Could you output exactly the lines running from the one containing "Target: white sneaker" to the final line of the listing below, leaving out pictures?

##### Records to use

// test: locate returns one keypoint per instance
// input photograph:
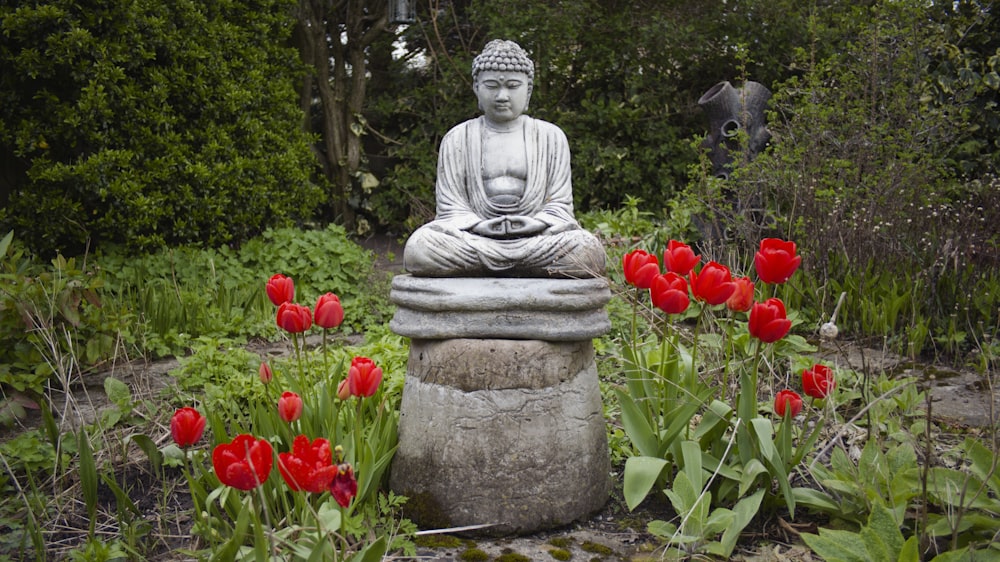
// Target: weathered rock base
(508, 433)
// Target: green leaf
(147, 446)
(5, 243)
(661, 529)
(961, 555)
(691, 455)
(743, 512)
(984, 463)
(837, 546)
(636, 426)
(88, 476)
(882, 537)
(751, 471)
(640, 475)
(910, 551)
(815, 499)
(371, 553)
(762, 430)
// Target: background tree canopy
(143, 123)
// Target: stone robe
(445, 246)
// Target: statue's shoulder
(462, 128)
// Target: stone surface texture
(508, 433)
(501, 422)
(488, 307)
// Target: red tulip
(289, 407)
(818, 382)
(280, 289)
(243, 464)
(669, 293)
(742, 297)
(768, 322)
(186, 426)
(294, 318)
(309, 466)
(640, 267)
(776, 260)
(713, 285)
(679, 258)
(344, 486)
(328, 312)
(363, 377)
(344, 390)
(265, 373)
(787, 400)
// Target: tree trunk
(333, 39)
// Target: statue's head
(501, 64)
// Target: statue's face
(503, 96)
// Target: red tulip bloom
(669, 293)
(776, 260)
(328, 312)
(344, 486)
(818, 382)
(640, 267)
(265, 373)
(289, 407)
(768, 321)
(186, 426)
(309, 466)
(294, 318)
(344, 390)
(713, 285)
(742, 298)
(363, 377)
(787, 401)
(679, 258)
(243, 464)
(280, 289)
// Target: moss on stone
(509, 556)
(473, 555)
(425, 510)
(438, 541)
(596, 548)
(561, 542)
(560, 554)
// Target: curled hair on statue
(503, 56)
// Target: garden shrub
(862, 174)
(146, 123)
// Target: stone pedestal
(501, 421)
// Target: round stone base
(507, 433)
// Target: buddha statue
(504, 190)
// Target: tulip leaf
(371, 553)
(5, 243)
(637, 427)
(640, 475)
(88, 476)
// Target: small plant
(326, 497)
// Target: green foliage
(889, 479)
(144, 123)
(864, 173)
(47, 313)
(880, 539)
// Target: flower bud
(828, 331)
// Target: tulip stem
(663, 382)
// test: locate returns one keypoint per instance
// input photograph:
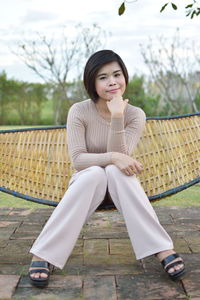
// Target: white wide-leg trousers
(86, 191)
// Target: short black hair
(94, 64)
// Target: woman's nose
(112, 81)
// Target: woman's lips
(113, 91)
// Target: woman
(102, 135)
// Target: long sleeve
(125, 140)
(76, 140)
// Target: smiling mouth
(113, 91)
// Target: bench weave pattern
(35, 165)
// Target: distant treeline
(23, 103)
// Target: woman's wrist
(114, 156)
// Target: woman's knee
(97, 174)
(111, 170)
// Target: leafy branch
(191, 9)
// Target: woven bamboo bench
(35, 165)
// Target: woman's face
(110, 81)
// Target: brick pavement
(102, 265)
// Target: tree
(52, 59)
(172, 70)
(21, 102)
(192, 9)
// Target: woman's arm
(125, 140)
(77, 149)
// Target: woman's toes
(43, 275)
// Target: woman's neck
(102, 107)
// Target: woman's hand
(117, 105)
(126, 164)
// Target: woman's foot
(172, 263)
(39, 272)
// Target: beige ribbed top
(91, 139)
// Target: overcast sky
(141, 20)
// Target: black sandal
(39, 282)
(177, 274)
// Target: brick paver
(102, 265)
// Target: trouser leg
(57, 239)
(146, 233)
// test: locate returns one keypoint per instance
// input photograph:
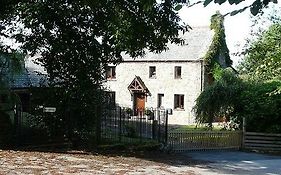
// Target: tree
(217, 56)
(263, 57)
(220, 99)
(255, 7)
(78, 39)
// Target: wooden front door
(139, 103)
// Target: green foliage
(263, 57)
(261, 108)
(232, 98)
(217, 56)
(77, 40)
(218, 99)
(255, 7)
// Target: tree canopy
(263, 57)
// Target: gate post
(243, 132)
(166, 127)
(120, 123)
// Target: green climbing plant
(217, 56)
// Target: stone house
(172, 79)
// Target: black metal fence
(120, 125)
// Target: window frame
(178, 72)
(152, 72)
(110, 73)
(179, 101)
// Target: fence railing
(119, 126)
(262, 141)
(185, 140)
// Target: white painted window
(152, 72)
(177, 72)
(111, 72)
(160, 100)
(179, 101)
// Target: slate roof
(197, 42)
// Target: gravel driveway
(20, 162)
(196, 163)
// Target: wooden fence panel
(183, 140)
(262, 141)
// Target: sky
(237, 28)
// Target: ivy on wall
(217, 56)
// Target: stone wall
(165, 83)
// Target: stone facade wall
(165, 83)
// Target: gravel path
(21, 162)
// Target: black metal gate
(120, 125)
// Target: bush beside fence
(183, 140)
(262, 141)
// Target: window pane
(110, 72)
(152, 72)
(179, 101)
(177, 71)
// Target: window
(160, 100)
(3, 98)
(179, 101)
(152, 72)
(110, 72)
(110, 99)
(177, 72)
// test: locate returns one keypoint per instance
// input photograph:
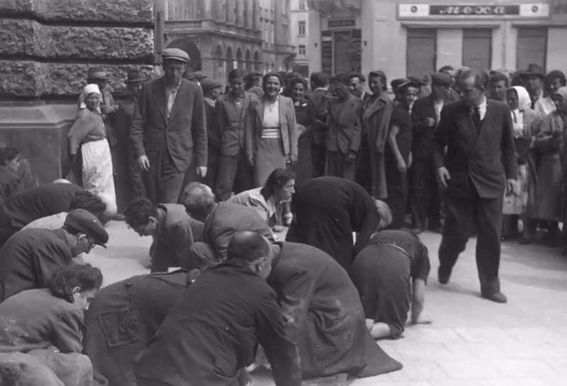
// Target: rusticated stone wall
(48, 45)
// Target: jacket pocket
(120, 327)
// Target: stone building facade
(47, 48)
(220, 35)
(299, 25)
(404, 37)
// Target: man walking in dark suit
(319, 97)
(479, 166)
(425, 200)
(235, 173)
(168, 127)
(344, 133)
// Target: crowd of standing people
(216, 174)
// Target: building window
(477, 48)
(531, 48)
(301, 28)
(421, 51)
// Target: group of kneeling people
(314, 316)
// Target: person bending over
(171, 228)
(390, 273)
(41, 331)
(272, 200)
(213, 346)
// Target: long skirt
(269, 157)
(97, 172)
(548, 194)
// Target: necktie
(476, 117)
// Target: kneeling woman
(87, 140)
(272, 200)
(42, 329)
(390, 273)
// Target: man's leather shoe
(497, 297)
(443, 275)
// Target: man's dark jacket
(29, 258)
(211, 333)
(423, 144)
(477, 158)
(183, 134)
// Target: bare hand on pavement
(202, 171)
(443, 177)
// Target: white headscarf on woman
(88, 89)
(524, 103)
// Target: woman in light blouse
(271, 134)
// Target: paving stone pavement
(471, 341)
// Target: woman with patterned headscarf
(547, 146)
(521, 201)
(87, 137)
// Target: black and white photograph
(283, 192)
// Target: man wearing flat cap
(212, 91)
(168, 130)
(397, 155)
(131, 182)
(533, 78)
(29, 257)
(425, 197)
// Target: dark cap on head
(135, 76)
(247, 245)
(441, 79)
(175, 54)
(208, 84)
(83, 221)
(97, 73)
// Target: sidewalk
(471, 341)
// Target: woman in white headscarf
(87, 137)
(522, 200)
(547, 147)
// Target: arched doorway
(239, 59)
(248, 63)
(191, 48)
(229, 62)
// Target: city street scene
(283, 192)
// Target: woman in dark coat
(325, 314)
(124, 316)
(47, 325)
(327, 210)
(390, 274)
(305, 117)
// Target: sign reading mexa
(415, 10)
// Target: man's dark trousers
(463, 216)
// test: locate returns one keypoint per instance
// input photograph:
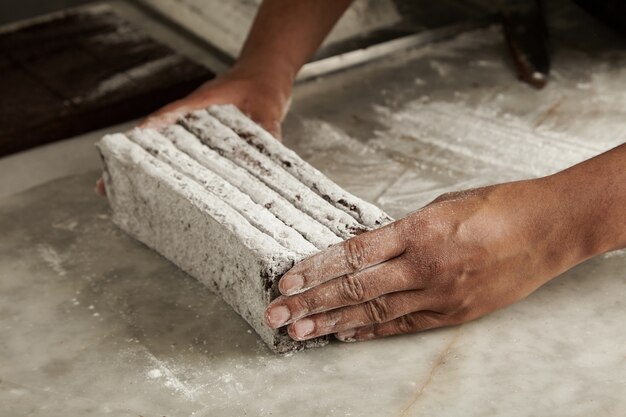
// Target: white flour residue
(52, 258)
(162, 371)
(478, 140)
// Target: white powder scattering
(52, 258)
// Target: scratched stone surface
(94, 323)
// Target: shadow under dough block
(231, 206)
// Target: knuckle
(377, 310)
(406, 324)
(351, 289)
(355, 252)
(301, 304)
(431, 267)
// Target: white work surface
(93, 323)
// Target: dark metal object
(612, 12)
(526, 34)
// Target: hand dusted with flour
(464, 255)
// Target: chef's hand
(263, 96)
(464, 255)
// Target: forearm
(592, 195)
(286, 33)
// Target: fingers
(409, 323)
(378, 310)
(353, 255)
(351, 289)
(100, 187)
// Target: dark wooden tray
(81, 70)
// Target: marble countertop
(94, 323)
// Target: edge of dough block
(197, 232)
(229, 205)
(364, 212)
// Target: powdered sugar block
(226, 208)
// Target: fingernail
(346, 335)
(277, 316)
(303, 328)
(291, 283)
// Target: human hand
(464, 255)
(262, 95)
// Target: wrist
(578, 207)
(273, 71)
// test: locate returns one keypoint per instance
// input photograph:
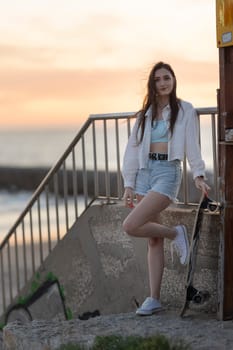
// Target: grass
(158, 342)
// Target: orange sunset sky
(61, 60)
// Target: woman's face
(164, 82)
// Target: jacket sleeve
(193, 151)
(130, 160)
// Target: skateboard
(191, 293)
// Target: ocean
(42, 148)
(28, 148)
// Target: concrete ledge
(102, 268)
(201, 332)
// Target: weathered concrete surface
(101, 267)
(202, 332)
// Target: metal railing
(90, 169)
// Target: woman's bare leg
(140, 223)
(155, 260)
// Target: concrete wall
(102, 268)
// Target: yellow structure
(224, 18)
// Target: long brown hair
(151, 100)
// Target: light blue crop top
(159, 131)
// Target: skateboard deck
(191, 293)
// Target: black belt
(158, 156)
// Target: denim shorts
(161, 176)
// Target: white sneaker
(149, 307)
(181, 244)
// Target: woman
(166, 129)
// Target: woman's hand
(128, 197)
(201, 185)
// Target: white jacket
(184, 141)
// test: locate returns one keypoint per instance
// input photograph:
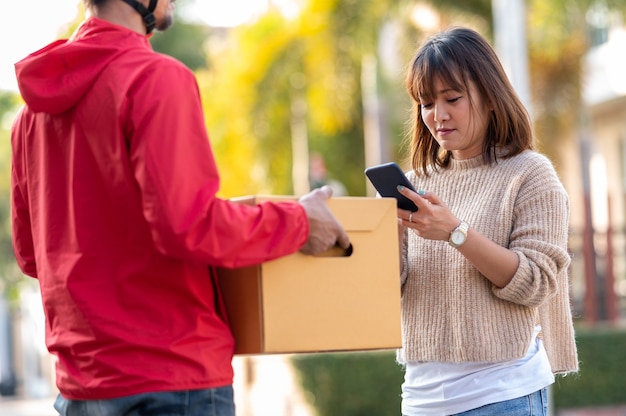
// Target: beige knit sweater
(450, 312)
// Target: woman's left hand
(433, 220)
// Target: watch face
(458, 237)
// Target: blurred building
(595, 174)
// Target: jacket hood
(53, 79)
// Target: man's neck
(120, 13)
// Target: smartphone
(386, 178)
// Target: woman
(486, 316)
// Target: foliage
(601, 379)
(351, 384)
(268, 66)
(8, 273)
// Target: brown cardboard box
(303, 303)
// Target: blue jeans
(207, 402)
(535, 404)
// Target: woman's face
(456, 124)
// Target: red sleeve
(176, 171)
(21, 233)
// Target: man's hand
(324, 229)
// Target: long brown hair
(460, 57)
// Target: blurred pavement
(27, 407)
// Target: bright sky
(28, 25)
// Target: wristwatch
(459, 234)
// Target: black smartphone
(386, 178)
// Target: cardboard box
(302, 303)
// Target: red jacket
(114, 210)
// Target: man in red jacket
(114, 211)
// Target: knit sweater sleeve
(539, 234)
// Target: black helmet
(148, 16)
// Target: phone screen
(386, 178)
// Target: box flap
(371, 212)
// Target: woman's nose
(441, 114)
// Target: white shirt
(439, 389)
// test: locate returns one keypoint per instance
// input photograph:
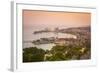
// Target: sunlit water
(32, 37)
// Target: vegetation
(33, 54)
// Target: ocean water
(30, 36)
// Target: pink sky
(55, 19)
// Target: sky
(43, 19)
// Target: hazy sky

##########

> [Your solution]:
// Target: white sneaker
(149, 307)
(181, 244)
// Target: woman
(166, 129)
// Target: woman's hand
(128, 197)
(201, 185)
// Target: white jacket
(184, 141)
// test: locate returns one keypoint per instance
// input photograph:
// Target: beige knit sweater
(450, 312)
// Target: woman's left hand
(433, 220)
// Target: watch face
(458, 237)
// Target: blurred building
(595, 174)
// Target: jacket hood
(53, 79)
// Target: man's neck
(120, 13)
// Target: smartphone
(386, 178)
// Target: woman
(486, 316)
// Target: foliage
(601, 379)
(351, 384)
(268, 66)
(8, 273)
// Target: brown cardboard box
(303, 303)
// Target: blue jeans
(207, 402)
(535, 404)
// Target: woman's face
(456, 124)
// Target: red sleeve
(176, 171)
(21, 233)
// Target: man's hand
(324, 229)
// Target: long brown hair
(460, 57)
// Target: blurred pavement
(27, 407)
// Target: bright sky
(28, 25)
// Target: wristwatch
(459, 234)
// Target: black smartphone
(386, 178)
// Target: cardboard box
(302, 303)
// Target: red jacket
(114, 210)
// Target: man in red jacket
(114, 211)
// Target: knit sweater sleeve
(539, 234)
// Target: black helmet
(148, 16)
// Target: phone screen
(386, 178)
// Target: box flap
(371, 212)
// Target: woman's nose
(441, 114)
// Target: white shirt
(439, 389)
// test: locate returns one keypoint per instance
// input photograph:
// Target: sunlit water
(32, 37)
// Target: vegetation
(33, 54)
// Target: ocean water
(30, 36)
// Target: pink sky
(55, 19)
// Target: sky
(43, 19)
// Target: hazy sky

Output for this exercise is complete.